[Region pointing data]
|---|

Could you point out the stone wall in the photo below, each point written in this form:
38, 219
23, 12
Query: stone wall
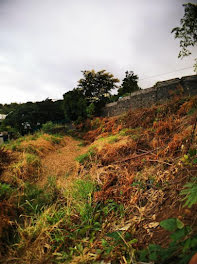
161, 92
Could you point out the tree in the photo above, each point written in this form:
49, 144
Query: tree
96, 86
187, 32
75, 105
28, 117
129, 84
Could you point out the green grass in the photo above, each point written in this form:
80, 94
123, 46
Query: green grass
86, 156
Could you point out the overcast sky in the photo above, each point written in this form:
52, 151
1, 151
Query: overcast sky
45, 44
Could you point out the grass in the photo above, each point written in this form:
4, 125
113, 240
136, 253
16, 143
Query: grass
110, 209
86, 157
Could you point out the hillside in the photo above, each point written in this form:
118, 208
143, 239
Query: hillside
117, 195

|---|

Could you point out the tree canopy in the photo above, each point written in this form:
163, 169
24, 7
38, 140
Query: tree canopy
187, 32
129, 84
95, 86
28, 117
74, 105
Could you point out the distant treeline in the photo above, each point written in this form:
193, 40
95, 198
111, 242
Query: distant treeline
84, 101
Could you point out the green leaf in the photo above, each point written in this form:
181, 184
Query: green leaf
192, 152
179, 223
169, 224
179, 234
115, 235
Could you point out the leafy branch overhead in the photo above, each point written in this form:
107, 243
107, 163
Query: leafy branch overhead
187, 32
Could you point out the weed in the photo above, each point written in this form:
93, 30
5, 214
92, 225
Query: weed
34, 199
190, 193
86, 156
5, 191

|---|

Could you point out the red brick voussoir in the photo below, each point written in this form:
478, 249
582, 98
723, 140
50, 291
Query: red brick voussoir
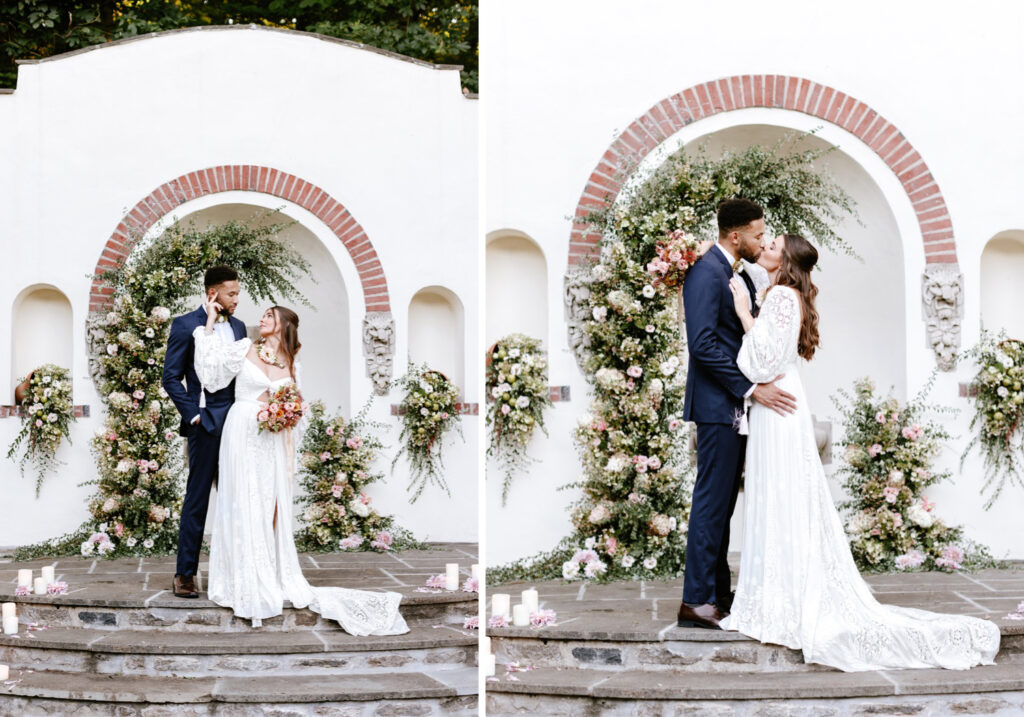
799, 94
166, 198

|---|

Directions for this task
Copy out every line above where "below" is present.

Written answer
Could you point out the stone wall in the photo below, each point written in this form:
Could you point out the red brick voussoir in the photo below, each point written in this form:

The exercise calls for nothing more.